-- start of RECORDS FOR THE EXERCISE --

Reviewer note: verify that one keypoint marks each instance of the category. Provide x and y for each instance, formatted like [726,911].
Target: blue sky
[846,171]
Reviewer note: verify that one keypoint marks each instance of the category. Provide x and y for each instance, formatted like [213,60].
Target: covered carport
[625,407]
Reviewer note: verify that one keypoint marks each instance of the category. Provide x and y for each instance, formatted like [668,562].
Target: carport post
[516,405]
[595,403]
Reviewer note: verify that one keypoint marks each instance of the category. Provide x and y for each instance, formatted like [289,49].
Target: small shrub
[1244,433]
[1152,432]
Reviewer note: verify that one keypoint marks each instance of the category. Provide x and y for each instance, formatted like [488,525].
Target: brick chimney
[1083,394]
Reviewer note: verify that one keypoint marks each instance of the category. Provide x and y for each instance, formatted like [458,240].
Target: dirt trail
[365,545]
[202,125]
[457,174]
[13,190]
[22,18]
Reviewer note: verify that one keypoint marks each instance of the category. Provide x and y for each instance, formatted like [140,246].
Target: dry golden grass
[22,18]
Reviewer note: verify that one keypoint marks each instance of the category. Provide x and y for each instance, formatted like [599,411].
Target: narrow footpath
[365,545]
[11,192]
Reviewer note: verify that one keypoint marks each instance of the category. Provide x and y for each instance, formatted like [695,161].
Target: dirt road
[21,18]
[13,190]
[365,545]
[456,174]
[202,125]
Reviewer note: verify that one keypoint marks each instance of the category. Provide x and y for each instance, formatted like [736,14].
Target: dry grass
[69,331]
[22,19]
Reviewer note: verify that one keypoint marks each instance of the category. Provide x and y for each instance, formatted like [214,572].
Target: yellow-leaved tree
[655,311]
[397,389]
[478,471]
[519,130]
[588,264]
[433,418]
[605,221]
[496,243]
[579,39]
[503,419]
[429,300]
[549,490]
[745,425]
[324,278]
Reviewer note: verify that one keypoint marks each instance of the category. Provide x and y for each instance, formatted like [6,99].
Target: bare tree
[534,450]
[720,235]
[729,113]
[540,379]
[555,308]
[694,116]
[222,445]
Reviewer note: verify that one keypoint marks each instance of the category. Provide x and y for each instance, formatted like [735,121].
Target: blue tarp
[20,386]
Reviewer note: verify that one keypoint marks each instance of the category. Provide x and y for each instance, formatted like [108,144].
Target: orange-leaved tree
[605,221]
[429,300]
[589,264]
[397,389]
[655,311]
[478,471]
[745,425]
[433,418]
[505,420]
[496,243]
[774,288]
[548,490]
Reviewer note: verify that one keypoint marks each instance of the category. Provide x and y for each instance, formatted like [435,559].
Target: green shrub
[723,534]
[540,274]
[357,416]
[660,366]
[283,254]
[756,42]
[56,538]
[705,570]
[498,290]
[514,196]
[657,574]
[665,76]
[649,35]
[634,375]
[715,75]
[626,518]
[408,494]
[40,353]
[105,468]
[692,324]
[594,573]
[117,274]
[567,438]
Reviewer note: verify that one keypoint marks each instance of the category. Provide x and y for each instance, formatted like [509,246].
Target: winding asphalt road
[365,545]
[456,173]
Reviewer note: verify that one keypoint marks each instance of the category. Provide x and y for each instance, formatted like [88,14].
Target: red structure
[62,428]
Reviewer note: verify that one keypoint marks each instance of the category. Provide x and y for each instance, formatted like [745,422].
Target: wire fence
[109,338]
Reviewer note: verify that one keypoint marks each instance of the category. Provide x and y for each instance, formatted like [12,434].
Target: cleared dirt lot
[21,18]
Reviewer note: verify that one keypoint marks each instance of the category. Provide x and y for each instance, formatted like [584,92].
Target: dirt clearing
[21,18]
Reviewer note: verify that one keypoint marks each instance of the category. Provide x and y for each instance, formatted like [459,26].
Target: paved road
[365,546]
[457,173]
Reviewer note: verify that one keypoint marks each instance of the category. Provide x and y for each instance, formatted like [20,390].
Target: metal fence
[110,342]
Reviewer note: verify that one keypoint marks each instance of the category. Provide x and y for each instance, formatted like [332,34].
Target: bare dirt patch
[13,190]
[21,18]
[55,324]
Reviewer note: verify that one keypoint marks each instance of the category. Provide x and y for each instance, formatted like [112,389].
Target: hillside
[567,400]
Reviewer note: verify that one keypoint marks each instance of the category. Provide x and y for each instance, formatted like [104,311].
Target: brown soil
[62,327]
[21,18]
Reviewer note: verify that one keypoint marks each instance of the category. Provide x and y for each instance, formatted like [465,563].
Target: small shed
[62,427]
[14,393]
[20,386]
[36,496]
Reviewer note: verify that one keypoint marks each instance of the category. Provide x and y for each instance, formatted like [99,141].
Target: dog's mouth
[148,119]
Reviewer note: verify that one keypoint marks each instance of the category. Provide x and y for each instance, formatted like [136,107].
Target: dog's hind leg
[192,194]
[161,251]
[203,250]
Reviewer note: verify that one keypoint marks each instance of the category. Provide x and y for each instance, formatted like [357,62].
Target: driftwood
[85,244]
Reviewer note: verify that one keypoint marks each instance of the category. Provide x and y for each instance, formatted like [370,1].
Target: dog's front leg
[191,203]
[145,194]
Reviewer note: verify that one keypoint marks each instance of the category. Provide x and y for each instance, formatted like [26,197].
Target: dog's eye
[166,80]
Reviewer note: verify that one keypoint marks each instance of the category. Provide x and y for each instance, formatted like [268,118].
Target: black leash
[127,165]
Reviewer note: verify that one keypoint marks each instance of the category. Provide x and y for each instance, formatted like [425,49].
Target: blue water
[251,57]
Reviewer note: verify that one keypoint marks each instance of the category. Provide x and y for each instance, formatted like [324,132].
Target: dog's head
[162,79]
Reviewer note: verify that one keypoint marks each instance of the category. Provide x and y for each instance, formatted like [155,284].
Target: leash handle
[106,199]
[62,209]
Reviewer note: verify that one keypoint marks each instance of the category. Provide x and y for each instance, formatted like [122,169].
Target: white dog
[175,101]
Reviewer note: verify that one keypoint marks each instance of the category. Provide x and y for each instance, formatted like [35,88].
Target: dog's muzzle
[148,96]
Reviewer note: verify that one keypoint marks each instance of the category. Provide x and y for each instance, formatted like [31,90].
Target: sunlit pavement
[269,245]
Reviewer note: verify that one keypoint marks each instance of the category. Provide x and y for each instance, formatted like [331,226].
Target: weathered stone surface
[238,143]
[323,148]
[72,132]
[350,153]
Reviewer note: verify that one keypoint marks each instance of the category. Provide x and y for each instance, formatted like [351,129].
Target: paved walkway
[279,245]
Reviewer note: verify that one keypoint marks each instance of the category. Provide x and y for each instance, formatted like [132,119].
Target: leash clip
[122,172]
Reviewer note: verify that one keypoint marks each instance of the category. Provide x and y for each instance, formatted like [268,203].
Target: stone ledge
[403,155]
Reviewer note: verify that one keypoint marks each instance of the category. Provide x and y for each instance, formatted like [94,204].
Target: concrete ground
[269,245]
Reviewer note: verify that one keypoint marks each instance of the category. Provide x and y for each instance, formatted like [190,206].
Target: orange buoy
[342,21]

-- end of RECORDS FOR THE EXERCISE --

## [STATED GOAL]
Repeat the preceding lines exactly, please, every one of them.

## [IN RESPONSE]
Reviewer note: verify that one keypoint marks each instance of the category. Provide x and y for each instance, formatted like [726,911].
Target: blue sky
[846,171]
Reviewer note: verify that one keypoint marks each instance of the category. Provide x and y for each instance, formatted like [213,60].
Target: covered carport
[625,407]
Reviewer note: verify that one keypoint marks each instance of the category. Provide x and y for each instance, formatted like [668,562].
Target: carport post
[516,405]
[595,403]
Reviewer note: verify that one keypoint marks each instance of the category. Provide x and y for each instance, formatted like [289,49].
Target: small shrub
[1244,433]
[1152,432]
Reviewer note: verify that one keypoint marks each instance of the category. Provide x and y for each instance, formatted like [488,525].
Target: brick chimney
[1083,394]
Reviewer note: verify that one keypoint marks each instance of the category. Provide x and y for each instance, formatted like [458,240].
Target: dirt trail
[365,545]
[202,125]
[457,174]
[13,190]
[22,18]
Reviewer note: verify that one keypoint marks each instance of the category. Provide x and y for each instance, formatted like [140,246].
Target: dry golden grass
[22,18]
Reviewer note: verify that one keypoint marks each instance of the category. Provide x and y for each instance, formatted like [599,411].
Target: narrow footpath
[365,545]
[11,192]
Reviewer note: verify that one keypoint marks each instance of the category. Provide x and y for each instance, formatted like [695,161].
Target: dirt road
[21,18]
[13,190]
[365,545]
[456,174]
[202,125]
Reviewer note: verify that one keypoint marks each instance of the category. Provide x and y for each instance, formatted like [736,14].
Target: dry grass
[69,331]
[22,19]
Reviewer note: verify that one keypoint marks each instance of the category. Provide x and y for each instance, formatted like [214,572].
Target: yellow-leaved tree
[655,311]
[397,389]
[478,471]
[519,130]
[588,264]
[433,418]
[605,221]
[496,243]
[579,39]
[503,419]
[429,300]
[549,490]
[745,425]
[324,278]
Reviewer note: verify that one keypoint marks each instance of the category. Provide x and y for each instance, formatted like [6,99].
Target: bare tree
[534,450]
[720,235]
[729,113]
[540,379]
[555,308]
[694,116]
[222,445]
Reviewer note: verify that one keypoint marks each instance of the category. Provide x and y for each instance, formatted like [735,121].
Target: blue tarp
[20,386]
Reviewer note: verify that one keypoint marks each instance of the category. Provide x and y for each instance, formatted like [108,144].
Target: orange-leaved tree
[605,221]
[429,300]
[589,264]
[397,389]
[655,311]
[478,471]
[745,425]
[433,418]
[505,420]
[496,243]
[774,288]
[548,490]
Reviewer note: verify that one keypoint marks each instance of the category. Provide x and y for each instance, formatted like [435,559].
Target: green shrub
[723,534]
[540,274]
[357,416]
[660,366]
[283,254]
[756,42]
[56,538]
[705,570]
[498,290]
[514,196]
[657,574]
[665,76]
[649,35]
[634,375]
[715,75]
[626,518]
[408,494]
[40,353]
[105,468]
[692,324]
[594,573]
[117,274]
[567,438]
Reviewer note: verify that one keypoint marks each instance of the category. Provide x and y for each instance, formatted like [509,246].
Target: winding asphalt road
[365,545]
[456,173]
Reviewer note: verify that one keypoint marks each instance of the category. Provide x and y for each instance, formatted like [88,14].
Target: red structure
[62,428]
Reviewer note: verify that one keypoint marks each instance of the category. Provide x and y for each instance, formatted like [745,422].
Target: wire fence
[109,338]
Reviewer note: verify that one keypoint marks each instance of the category. Provide x and y for each instance, formatted like [12,434].
Target: cleared dirt lot
[21,18]
Reviewer note: verify that one keypoint marks each instance of the category. Provide x and y for each instance, formatted like [584,92].
Target: dirt clearing
[21,18]
Reviewer note: verify that one keypoint marks each instance of the category. Provide x and y for each instance, formatted like [459,26].
Target: paved road
[365,546]
[457,173]
Reviewer note: verify that one keypoint marks each instance of the category. Provide x and y for each instance, formatted like [20,390].
Target: metal fence
[110,342]
Reviewer note: verify that one keypoint marks each instance of the category. Provide x and y for each instance, formatted like [332,34].
Target: bare dirt patch
[13,190]
[21,18]
[55,324]
Reviewer note: verify that one keypoint marks each instance of the category. Provide x and y for each instance, formatted like [112,389].
Target: hillside
[567,400]
Reviewer note: verify that one keypoint marks each instance of the category. Provide x and y for each instance, formatted like [104,311].
Target: brown soil
[62,327]
[21,18]
Reviewer note: verify that one keypoint marks each instance of the category. Provide x and y for each instance, formatted like [465,563].
Target: small shed
[62,427]
[14,393]
[20,386]
[36,496]
Reviewer note: verify that one keypoint marks each instance of the category. Provide x and y for each instance, formatted like [99,141].
Target: dog's mouth
[148,119]
Reviewer note: verify that one keypoint marks each instance of the category. Provide x and y for each instance, formatted like [136,107].
Target: dog's hind leg
[192,194]
[161,251]
[203,250]
Reviewer note: verify that one keypoint marks each instance of the category. Provide x and y for each instance, formatted like [357,62].
Target: driftwood
[85,244]
Reviewer note: verify that one keypoint marks each instance of the category. Provide x and y for each instance, formatted like [370,1].
Target: dog's front leg
[191,203]
[145,194]
Reviewer note: verify that one keypoint marks each instance of the category. Provide x and y for each instance, formatted like [26,197].
Target: dog's eye
[166,80]
Reviewer note: verify that one keypoint marks each instance of the category. Provide x and y for each instance, formatted like [268,118].
Target: black leash
[127,165]
Reviewer note: verify that one keypoint marks each instance of the category. Provide x and y for each instance, formatted like [425,49].
Target: blue water
[251,57]
Reviewer note: verify that one keypoint marks each instance of the category. Provide x and y for each instance, formatted like [324,132].
Target: dog's head
[162,79]
Reviewer note: verify that one keypoint marks each instance of the category. Provide x and y for each instance, formatted like [155,284].
Target: leash handle
[106,199]
[62,209]
Reviewer note: verify that one keypoint marks each instance of the category. Provide x and y for each instance, formatted like [122,169].
Target: white dog
[175,101]
Reviewer note: verify that one keypoint marks each instance of the category. Provide x and y for each instance, formatted like [35,88].
Target: dog's muzzle
[148,96]
Reviewer note: verify that one keypoint marks each instance of the category. Provide x and y for each instance, formatted like [31,90].
Target: sunlit pavement
[269,245]
Reviewer note: verify that one keypoint marks each instance of the category. Provide x and y for each instance, formatted like [331,226].
Target: weathered stone surface
[238,143]
[323,148]
[72,132]
[350,153]
Reviewer note: verify that one keypoint marks each instance of the category. Provide x and y for each instance, formatted like [351,129].
Target: paved walkway
[279,245]
Reviewer note: verify that one keypoint marks each instance of the category. Provide x and y for each instance, formatted like [132,119].
Target: leash clip
[122,172]
Reviewer note: verify that one keypoint marks each instance of the category. Provide x and y for each instance, formatted like [268,203].
Target: stone ledge
[403,155]
Reviewer note: verify that one keypoint marks each instance of the category. Provide x and y for each instance, formatted like [94,204].
Target: concrete ground
[269,245]
Reviewer note: verify that one keypoint marks each instance of the category. Provide x and y for each instance, formatted like [190,206].
Target: orange buoy
[342,21]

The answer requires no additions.